**Document section**
* * * * * * *

I'll never know if I could have gotten away with using someone much cheaper such as Greenback because of the lack of time I was made to believe I had. I'd been given the impression that it would be far too risky to simply file correctly going forward, especially due to the six year statute of limitations for FBAR. As I understood things, I had to have already filed my amended returns and earlier delinquent fbars before submitting this year's Fbar. So I felt completely stuck and felt I had no choice but to stick with this accountant. 

I also felt railroaded into a complete disclosure due to the upcoming fatca 8938 form which will also have to be retroactively filed from 2011 onwards, even if not released for several years. This will also, by default, extend the SOL's for any return that requires the 8938 subsequently attached...so if the finalized form doesn't come out till, say, 2015 it would by default extend 2011's SOL's to six years since they wouldn't start running until the pertaining 8938 was attached for those earlier years. It's a stealthy way for the IRS to extend its SOLs.

Because each tax year's return is over 150 pages long (will have totaled around 800 pages!!)once 2011 is also included, I will want to stick with this accountant so she can represent me in the event of an audit...and let's face it, my stack of returns can't but help to raise red flags, lol.

I will thus have to use her till at least 2016 and possibly up to 2018, though she has reassured me that my returns for 2012 onwards should be a lot less expensive as I will no longer have the complicating pfic's. It will mainly be a case of reporting everything correctly and should hopefully no longer owe any more US tax. She decided my tax bill was low enough to put me through a quiet disclosure since it will also have been obvious I hadn't done this intentionally. Greenback on the other hand would have probably pushed me into ovdi which would have cost me about $150,000 with all it draconian penalties. I will have owed about $13,000 in total which, while high, is at least not a life-changing amount. I'm guessing that with anomalous UK taxation on gains on my US mutual funds which is also going to probably set me back by another $10,000 in total (which won't be able to be offset, unfirtunately), plus all the accounting and financial advuce fees will have pribably set mebackbyaround $50,000 in total. But I blame myself for not having got the proper tax planning in the first place, thus my stupidity.


----------

* * * * * * *

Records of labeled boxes

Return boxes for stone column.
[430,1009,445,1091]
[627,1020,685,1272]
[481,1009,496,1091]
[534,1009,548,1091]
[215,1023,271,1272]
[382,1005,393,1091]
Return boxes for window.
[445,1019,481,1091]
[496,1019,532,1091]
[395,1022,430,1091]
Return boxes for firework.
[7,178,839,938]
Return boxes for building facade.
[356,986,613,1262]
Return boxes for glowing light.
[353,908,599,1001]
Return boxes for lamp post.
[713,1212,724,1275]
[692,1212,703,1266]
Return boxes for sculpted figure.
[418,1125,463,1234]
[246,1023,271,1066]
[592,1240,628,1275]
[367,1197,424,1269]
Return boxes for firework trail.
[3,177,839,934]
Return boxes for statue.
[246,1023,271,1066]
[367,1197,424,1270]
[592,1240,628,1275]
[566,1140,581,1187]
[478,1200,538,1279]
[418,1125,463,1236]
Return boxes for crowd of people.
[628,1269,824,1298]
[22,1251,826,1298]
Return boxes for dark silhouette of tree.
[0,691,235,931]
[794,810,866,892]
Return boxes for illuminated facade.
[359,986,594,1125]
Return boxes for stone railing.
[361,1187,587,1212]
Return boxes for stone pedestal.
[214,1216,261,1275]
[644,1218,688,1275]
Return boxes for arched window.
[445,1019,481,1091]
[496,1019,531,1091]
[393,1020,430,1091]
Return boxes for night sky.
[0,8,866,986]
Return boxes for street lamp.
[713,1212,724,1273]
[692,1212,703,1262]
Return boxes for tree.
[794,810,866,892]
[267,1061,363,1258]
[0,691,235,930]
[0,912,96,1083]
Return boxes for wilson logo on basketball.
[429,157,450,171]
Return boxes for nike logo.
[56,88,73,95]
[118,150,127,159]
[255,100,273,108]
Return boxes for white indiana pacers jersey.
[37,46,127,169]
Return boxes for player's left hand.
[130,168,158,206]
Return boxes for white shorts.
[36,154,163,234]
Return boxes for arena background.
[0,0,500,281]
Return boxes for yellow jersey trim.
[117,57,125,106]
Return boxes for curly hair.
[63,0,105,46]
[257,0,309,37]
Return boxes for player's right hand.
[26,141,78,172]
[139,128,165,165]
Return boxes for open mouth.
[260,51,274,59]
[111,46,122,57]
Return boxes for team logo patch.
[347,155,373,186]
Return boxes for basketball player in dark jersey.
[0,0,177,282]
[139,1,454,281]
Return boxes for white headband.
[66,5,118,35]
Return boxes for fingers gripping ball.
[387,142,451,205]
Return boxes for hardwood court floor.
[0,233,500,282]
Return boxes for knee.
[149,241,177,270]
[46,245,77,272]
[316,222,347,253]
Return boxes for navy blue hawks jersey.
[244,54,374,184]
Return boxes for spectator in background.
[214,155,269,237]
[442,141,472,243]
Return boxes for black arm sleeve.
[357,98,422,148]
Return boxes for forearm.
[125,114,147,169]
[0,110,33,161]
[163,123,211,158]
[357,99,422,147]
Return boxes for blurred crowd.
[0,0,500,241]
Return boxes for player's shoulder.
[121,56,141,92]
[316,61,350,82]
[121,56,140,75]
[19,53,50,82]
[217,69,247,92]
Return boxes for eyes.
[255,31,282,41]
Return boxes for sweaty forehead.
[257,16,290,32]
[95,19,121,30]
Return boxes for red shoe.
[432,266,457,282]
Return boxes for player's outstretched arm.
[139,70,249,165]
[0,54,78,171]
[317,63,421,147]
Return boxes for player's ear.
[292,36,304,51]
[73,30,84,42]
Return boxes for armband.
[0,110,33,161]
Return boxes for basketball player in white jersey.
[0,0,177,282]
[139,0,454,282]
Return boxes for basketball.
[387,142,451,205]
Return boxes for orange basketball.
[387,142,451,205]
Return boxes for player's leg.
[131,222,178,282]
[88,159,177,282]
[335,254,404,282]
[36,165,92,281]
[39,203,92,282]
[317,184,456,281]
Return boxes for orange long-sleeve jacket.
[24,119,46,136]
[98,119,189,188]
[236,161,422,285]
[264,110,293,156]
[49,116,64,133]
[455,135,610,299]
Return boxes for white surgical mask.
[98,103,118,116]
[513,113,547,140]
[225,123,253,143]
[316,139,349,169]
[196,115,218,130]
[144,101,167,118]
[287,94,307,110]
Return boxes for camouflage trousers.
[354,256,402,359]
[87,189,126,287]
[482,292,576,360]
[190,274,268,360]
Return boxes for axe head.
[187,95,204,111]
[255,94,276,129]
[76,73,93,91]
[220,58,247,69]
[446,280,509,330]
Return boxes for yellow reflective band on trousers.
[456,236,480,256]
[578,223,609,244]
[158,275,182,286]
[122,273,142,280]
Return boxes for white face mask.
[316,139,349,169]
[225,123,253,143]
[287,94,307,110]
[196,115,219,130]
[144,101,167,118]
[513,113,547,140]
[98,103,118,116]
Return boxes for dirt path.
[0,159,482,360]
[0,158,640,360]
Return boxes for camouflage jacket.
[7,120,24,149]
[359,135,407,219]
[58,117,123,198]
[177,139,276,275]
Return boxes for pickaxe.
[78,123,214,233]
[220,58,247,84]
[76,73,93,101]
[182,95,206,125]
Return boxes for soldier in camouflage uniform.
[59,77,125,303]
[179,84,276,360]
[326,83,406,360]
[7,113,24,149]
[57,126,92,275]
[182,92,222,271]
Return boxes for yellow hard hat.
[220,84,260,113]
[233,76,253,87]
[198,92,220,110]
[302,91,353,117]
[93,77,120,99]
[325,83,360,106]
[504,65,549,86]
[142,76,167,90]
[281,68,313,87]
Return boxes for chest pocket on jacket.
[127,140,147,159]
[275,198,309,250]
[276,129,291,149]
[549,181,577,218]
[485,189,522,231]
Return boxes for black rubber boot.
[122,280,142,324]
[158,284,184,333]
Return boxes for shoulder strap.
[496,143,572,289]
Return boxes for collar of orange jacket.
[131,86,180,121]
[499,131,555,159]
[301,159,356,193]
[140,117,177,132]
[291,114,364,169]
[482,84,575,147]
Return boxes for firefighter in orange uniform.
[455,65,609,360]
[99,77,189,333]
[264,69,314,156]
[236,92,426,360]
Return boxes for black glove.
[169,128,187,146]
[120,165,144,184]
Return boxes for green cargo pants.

* * * * * * *

**Problems to work on**
1/ Extract from the forum post on tax disclosure the passage that begins with the words "I'll never know" and ends with "with this accountant.".
2/ Copy from the records the lines beginning with the line containing "Return boxes for navy blue hawks jersey." and ending with the line containing "[317,63,421,147]", both included.
These records bear no relation to the forum post on tax disclosure.

**Answer set**
1/
I'll never know if I could have gotten away with using someone much cheaper such as Greenback because of the lack of time I was made to believe I had. I'd been given the impression that it would be far too risky to simply file correctly going forward, especially due to the six year statute of limitations for FBAR. As I understood things, I had to have already filed my amended returns and earlier delinquent fbars before submitting this year's Fbar. So I felt completely stuck and felt I had no choice but to stick with this accountant.

2/
Return boxes for navy blue hawks jersey.
[244,54,374,184]
Return boxes for spectator in background.
[214,155,269,237]
[442,141,472,243]
Return boxes for black arm sleeve.
[357,98,422,148]
Return boxes for forearm.
[125,114,147,169]
[0,110,33,161]
[163,123,211,158]
[357,99,422,147]
Return boxes for blurred crowd.
[0,0,500,241]
Return boxes for player's shoulder.
[121,56,141,92]
[316,61,350,82]
[121,56,140,75]
[19,53,50,82]
[217,69,247,92]
Return boxes for eyes.
[255,31,282,41]
Return boxes for sweaty forehead.
[257,16,290,32]
[95,19,121,30]
Return boxes for red shoe.
[432,266,457,282]
Return boxes for player's outstretched arm.
[139,70,249,165]
[0,54,78,171]
[317,63,421,147]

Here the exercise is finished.